Rewrite the lines of the entries below, swapping "find_objects" for "locate_objects" everywhere and leaving everything else unchanged. Leave the pictures out of your answer.

(Bounding-box entries)
========
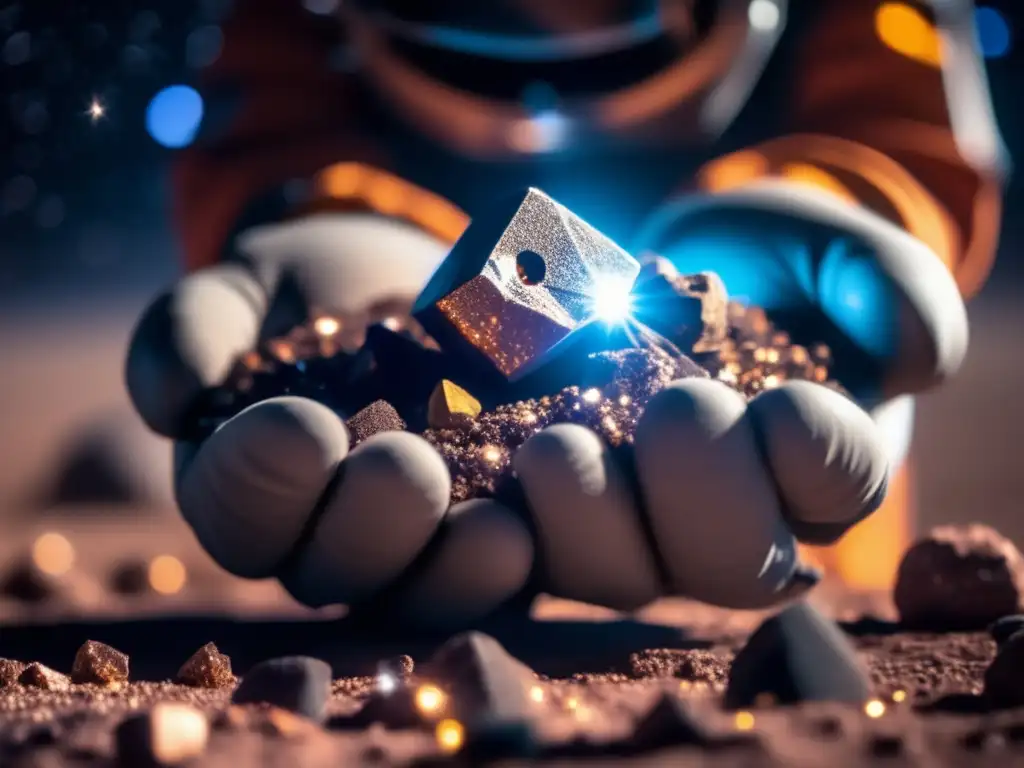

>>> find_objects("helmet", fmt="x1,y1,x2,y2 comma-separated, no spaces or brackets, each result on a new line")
357,0,679,61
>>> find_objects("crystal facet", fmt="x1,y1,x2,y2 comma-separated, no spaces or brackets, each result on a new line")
427,379,482,429
413,188,640,380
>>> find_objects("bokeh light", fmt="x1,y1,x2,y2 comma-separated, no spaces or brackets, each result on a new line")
974,6,1013,58
874,2,942,67
146,555,188,595
32,531,75,575
145,85,203,148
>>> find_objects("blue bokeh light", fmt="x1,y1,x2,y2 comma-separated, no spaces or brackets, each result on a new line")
974,6,1011,58
145,85,203,148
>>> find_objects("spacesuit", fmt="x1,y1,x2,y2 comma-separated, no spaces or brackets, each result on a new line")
121,0,1004,624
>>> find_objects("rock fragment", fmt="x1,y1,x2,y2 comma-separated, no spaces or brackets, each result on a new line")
71,640,128,685
345,400,406,446
725,602,870,709
893,524,1024,630
17,662,71,691
0,658,27,688
176,643,234,688
231,656,331,722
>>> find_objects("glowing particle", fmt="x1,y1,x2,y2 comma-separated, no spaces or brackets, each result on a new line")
416,685,444,715
734,711,754,731
145,85,203,148
434,720,466,753
377,672,398,695
313,317,341,336
88,98,106,123
746,0,781,32
864,698,886,718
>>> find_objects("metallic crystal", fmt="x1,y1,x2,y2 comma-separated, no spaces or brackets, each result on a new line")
427,379,482,429
636,256,729,353
414,188,640,380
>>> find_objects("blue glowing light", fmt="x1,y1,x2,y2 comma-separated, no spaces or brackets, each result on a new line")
590,279,633,326
145,85,203,148
974,6,1011,58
========
- _Reply_
>>> locate_objects("helmet", fmt="x1,y1,x2,y2 comma-separated, no spaces or brackets, each result on a new line")
357,0,679,61
>>> locate_objects("crystal facet", fmt="x1,y1,x2,y2 comma-separated, no spaces or brackets, each result on a new line")
427,379,482,429
413,188,640,380
>>> locate_objects("bokeh light", fmt="x1,y1,x2,y2 comma-separated, no spaces or brackets, each result on a new line")
974,6,1013,58
874,2,942,67
146,555,188,595
32,531,75,575
145,85,203,148
>>> locate_objects("blue bokeh light", fmt="x1,y1,x2,y2 comma-separated, no spaces or brackets, each result on a new line")
974,6,1011,58
145,85,203,148
>>> locate_objects("spacesuit", fmt="x1,y1,x2,y2 comma-separated, no spaces or brackets, each result on a new line")
121,0,1004,624
>>> locate_objects("rock fragment", fmt="x1,y1,x2,y2 comma-separated, no spaces or brackets, each result on a new line")
71,640,128,685
345,400,406,446
725,602,870,709
893,524,1024,630
17,662,71,691
0,658,27,688
176,643,234,688
231,656,331,722
>>> locate_objects("glowing particle", fmt="x1,y1,x2,y2 comma-separated, no spaces or brackets, each result on a new line")
416,685,444,715
734,711,754,731
145,85,203,148
434,720,466,753
377,672,398,695
313,317,341,336
88,98,106,123
746,0,781,32
864,698,886,718
>>> locate_objects("metallic crystal", fmt="x1,y1,x2,y2 comma-separated, no spaces or brackets, each result on a new line")
427,379,482,429
636,256,729,353
414,188,640,380
>>> locate_objects("blue glowing light", fmt="x1,y1,x2,y2 comma-separated, no spaces or brackets, each result on a new line")
590,279,633,326
145,85,203,148
974,6,1011,58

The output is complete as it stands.